Exercise description. Exactly the line with "find the mouth in the photo above" and the lines that follow it, through the closing line of the entries, should be restated, with nothing left out or added.

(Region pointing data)
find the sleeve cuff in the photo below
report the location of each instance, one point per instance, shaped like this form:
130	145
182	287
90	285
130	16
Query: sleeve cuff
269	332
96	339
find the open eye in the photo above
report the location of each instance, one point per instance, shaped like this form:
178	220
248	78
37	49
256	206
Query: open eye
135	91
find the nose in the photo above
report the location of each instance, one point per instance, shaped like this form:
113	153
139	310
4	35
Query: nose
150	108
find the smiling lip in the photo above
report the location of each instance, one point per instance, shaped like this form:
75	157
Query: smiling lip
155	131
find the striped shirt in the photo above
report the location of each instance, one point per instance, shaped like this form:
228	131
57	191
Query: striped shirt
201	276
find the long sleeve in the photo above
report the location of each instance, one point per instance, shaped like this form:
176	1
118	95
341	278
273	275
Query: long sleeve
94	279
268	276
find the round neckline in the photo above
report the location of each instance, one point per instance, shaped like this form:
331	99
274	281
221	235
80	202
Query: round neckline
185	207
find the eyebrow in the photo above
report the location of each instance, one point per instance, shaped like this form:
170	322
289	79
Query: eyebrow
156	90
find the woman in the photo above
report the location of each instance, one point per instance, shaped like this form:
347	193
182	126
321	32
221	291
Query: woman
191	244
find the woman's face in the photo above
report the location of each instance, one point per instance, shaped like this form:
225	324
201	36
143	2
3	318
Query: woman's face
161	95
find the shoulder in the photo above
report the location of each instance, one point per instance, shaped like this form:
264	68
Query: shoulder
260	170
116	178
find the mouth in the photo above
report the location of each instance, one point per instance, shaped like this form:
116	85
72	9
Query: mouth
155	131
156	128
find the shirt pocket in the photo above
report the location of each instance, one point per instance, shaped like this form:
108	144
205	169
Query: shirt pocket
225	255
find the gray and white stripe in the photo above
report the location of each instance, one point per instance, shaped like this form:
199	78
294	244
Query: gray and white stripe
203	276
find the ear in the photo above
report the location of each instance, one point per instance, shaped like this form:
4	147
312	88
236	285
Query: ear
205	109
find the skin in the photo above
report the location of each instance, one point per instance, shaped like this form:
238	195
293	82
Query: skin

Result of this task.
find the mouth in the photo above
report the location of each instance, one point per instance, shaped like this form:
116	85
72	9
Query: mouth
155	131
156	128
find the shirt pocket in the photo above
report the location of each instance, one point per instance, shaped like this form:
108	144
205	169
Query: shirt pocket
225	255
find the gray and white stripe in the photo above
report the location of each instance, one point per instance, shaped like this form:
199	78
294	244
Query: gray and white stripe
203	276
find the ear in the photo above
report the location of each instance, one point per instance, shaped like this form:
4	147
312	88
236	285
Query: ear
205	109
find the skin in the photo above
report the location of each instance, one point per instance, shaped like this form:
238	195
293	82
Query: skin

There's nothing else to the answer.